** Begin Data provided **

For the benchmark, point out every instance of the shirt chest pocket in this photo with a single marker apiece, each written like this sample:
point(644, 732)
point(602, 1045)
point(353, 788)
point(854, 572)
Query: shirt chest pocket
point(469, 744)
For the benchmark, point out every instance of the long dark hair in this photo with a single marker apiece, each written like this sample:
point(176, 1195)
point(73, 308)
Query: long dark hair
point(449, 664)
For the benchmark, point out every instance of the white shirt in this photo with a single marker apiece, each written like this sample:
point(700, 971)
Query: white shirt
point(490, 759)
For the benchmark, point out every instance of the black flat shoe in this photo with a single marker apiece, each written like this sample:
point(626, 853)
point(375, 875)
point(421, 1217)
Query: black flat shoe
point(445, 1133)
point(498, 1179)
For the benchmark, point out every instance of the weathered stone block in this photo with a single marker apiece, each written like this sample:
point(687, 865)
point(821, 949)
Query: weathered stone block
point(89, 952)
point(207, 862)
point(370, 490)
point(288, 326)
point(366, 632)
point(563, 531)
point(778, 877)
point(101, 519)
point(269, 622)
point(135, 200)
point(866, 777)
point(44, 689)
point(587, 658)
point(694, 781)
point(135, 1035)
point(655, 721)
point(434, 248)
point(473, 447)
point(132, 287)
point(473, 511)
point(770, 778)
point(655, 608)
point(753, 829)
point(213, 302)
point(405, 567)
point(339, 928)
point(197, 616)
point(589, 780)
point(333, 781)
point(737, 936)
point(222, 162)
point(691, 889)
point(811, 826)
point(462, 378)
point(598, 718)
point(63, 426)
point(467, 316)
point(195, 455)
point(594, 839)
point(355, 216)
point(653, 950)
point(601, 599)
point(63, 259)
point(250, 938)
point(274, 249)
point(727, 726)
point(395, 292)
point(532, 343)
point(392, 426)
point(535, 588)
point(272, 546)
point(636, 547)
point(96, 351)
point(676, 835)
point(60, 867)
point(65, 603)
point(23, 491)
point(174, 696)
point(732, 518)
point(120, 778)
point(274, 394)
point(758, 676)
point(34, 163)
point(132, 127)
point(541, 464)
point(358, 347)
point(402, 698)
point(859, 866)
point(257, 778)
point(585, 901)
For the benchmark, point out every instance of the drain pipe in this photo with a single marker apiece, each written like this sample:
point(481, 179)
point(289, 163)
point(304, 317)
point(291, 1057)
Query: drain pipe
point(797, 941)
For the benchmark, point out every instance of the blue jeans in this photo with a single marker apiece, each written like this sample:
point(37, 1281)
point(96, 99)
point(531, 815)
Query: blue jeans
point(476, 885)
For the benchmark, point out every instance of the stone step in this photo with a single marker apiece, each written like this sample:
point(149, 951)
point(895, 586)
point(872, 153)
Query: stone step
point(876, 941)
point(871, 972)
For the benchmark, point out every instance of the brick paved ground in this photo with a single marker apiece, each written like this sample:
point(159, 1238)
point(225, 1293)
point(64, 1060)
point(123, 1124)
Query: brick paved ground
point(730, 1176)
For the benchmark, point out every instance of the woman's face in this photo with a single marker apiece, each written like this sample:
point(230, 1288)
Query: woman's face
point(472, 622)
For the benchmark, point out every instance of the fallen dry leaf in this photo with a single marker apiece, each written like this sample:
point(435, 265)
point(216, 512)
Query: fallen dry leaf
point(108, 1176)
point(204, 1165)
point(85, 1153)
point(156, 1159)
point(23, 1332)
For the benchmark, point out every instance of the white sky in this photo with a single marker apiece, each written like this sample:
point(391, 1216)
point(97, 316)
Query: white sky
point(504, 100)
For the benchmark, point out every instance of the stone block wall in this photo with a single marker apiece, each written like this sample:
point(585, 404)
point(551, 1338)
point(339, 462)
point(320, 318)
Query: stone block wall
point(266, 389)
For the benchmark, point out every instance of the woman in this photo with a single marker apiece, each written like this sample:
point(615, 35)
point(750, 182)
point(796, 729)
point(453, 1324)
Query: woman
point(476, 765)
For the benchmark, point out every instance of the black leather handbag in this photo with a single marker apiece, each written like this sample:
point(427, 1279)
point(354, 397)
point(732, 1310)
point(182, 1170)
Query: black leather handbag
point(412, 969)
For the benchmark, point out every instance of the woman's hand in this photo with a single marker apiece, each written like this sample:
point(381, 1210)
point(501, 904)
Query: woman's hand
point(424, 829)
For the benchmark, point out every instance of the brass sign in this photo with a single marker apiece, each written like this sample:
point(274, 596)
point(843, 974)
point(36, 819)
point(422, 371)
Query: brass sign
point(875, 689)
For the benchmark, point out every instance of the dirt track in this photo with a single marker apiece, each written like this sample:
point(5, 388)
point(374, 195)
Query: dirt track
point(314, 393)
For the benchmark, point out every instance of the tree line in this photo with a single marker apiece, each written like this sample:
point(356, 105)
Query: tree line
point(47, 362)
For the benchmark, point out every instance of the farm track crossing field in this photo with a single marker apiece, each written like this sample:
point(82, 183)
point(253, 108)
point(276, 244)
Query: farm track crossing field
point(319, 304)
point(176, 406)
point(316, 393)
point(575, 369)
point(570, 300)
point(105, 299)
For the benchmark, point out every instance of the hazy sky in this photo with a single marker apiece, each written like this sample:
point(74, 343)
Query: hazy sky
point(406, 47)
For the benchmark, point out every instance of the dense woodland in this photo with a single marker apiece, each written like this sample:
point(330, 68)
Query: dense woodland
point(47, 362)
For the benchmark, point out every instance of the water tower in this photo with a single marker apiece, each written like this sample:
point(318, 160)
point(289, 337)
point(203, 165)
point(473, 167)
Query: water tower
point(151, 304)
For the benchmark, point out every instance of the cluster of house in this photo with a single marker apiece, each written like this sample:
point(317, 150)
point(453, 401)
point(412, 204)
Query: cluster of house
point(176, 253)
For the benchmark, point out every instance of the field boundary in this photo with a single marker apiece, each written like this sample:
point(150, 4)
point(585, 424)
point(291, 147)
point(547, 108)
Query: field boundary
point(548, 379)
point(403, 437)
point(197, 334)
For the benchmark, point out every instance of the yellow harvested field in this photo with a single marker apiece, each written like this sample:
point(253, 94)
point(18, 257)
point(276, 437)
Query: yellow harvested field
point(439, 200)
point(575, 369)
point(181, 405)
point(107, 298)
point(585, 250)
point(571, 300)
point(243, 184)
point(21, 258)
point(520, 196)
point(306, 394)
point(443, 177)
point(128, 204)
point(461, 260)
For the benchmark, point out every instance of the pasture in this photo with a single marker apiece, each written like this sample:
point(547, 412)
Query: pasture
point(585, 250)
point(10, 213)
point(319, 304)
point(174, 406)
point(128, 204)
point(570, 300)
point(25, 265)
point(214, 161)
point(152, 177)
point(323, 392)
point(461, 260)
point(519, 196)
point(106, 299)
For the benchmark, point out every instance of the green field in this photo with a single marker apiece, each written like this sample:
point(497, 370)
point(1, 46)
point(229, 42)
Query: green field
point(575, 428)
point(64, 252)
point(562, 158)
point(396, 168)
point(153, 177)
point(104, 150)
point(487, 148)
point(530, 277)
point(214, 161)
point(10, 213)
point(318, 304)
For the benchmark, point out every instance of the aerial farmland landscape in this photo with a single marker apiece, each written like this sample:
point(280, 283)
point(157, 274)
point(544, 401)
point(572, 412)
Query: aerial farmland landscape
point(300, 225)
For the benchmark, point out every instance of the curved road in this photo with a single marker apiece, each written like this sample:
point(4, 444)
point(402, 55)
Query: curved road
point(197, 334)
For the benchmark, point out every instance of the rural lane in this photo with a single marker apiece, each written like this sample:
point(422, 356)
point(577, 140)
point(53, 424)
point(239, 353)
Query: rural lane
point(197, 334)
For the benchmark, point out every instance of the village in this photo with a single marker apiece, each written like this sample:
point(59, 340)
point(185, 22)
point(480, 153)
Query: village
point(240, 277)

** End Data provided **

* [What to do]:
Please retype the data above without any changes, from its first line through the line containing "point(490, 759)", including both of those lines.

* [Result for this exercise]:
For the benchmark, point out every instance of the shirt chest pocket in this photo with a single marker apiece, each written like this sample:
point(644, 732)
point(602, 1045)
point(353, 788)
point(854, 572)
Query: shirt chest pocket
point(469, 744)
For the benchmark, point out every instance of the long dark hair in this photo with a single marker apiece, each written like this sample:
point(176, 1195)
point(73, 308)
Query: long dark hair
point(449, 664)
For the benchmark, point out every instance of the white shirt in this photo with a single marker apiece, each written like this sample:
point(700, 971)
Query: white shirt
point(490, 759)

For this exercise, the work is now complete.